▶ _Fragmento para leer_
================
Han transcurrido más de 41 años desde que Periko Estomba fue torturado por la Policía, pero todavía se le quiebra la voz cuando habla de ello. El vecino del barrio donostiarra de Gros pasó en el Gobierno Civil 23 días que guarda en su memoria como si estuvieran grabados a fuego, y lo mismo les sucede a los miles de ciudadanos y ciudadanas vascas que han padecido ese mismo tormento en la oscuridad de los calabozos. Porque la tortura deja una huella indeleble en quien la sufre, como están poniendo de manifiesto las jornadas organizadas por Euskal Memoria.

Esta fundación presentó hace un mes un amplio estudio sobre la incidencia de la tortura en nuestro país, dando cuenta de casi diez mil casos. Sin embargo, cada acto, cada charla, cada jornada sirve para que nuevos testimonios salgan a la luz y para que todos esos rostros se sumen a un mosaico que con el tiempo se está revelando interminable. El impacto en Euskal Herria de la tortura, una de las prácticas más despreciables que puede cometer el ser humano, es superior al de países conocidos por la brutalidad de sus fuerzas represivas, como la dictadura pinochetista en Chile. Pero a pesar de su enorme alcance, es una realidad que ha permanecido en la sombra. En gran medida, porque los engranajes del Estado se han encargado de ello, pero también porque una experiencia tan traumática ha quebrado el ánimo de muchos de los afectados, incapaces hasta ahora de contar su experiencia.
================
▶ _Tarea breve A_
Enumera los tres tipos de actividad que, según el fragmento sobre la tortura, sirven para que salgan a la luz nuevos testimonios.
▶ _Tarea breve B_
Indica si cada afirmación concuerda con el fragmento sobre la tortura y cita las palabras que lo deciden: (i) Periko Estomba pasó 23 días en el Gobierno Civil. (ii) El estudio de Euskal Memoria da cuenta de más de veinte mil casos. (iii) La tortura en Euskal Herria ha sido una realidad ampliamente conocida.
▶ _Tarea breve C_
Prosigue el fragmento sobre la tortura en Euskal Herria a partir de su última frase.
Los registros proceden de una fuente distinta a la del fragmento.

Entradas de señalamiento de objetos etiquetados:
================
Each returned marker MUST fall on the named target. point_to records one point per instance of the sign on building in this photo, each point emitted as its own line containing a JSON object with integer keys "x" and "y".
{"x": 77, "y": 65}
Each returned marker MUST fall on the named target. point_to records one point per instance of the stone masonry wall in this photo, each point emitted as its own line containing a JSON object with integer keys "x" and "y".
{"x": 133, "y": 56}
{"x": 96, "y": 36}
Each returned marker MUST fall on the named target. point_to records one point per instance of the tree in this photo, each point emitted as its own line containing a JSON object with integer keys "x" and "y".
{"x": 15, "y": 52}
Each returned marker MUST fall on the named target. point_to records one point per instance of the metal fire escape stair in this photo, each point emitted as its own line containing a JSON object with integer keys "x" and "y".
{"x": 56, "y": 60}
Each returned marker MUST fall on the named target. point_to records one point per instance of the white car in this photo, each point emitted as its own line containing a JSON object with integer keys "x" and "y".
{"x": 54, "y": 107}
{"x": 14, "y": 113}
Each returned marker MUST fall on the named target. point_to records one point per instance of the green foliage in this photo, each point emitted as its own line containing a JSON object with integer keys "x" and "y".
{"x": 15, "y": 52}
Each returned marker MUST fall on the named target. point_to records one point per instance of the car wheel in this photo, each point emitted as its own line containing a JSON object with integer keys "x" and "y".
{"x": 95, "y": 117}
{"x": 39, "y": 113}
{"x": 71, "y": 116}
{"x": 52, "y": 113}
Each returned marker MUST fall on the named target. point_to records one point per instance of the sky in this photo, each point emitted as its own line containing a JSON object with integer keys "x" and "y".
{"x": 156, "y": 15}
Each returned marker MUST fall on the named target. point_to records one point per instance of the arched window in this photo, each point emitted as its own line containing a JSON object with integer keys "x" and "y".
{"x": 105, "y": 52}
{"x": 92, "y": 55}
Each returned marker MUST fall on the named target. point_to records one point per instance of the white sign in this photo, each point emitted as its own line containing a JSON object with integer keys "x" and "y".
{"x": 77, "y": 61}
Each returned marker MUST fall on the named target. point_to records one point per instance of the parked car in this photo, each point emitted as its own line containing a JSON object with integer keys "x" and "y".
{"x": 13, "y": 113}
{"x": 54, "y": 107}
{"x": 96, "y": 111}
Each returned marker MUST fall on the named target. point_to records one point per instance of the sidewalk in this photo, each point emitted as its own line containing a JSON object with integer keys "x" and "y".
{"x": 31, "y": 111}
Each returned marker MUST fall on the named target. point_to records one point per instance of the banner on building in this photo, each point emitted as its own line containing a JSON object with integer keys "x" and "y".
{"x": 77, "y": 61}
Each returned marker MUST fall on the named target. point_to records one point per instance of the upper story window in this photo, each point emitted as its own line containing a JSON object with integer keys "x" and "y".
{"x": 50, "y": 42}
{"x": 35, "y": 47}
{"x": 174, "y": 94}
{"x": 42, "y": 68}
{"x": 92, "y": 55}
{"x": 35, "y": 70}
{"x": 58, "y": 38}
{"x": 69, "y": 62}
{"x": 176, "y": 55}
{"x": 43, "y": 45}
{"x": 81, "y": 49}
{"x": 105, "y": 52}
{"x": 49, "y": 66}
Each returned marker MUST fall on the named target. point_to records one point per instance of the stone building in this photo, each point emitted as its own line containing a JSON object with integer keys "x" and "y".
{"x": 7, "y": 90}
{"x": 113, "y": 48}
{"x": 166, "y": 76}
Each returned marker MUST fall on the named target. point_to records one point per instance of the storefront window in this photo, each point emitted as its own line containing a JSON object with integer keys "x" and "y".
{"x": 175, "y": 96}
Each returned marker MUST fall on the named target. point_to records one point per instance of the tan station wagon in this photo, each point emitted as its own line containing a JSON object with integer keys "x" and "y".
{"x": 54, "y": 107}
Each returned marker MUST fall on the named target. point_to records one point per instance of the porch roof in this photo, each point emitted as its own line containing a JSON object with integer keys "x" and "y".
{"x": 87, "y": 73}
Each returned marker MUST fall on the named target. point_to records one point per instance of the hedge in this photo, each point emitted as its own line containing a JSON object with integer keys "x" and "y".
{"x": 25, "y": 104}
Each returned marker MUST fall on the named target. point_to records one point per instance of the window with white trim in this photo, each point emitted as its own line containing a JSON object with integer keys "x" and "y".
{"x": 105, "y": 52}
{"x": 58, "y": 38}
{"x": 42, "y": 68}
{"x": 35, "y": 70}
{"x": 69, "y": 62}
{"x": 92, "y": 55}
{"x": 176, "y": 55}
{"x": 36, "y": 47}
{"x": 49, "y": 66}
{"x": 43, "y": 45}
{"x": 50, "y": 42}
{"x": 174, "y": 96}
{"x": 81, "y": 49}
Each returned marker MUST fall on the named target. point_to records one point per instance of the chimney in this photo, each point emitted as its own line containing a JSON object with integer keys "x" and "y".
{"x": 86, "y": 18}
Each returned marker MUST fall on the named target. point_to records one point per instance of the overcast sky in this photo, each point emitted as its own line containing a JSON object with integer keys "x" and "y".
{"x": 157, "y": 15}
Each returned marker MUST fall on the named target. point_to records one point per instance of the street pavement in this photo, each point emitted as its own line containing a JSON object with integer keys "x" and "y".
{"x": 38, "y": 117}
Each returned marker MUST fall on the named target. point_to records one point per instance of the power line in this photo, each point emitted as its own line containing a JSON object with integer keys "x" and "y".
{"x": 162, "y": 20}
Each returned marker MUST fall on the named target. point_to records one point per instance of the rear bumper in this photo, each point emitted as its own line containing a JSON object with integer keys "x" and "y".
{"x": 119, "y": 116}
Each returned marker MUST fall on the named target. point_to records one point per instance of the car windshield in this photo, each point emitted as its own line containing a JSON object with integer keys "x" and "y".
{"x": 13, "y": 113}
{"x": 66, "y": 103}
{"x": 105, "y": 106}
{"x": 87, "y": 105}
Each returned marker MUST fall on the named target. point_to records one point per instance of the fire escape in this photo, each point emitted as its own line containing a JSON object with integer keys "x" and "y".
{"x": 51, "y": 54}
================
▶ _Respuesta A_
acto, charla, jornada

▶ _Respuesta B_
(i) Sí: "pasó en el Gobierno Civil 23 días".
(ii) No: "dando cuenta de casi diez mil casos".
(iii) No: "es una realidad que ha permanecido en la sombra".

▶ _Respuesta C_
Hoy, cuando la sociedad vasca está dando pasos hacia un nuevo tiempo, ha llegado el momento de que la verdad aflore sin miedo. Ninguna persona que haya sido torturada olvidará, aun cuando pasen cien años, el maltrato sufrido, pero cualquier intento sincero de restañar heridas exige completar sin ambages el relato de todo lo ocurrido en este país en las últimas décadas. Hacerlo servirá para aliviar la carga de los afectados y para garantizar que no vuelva a ocurrir.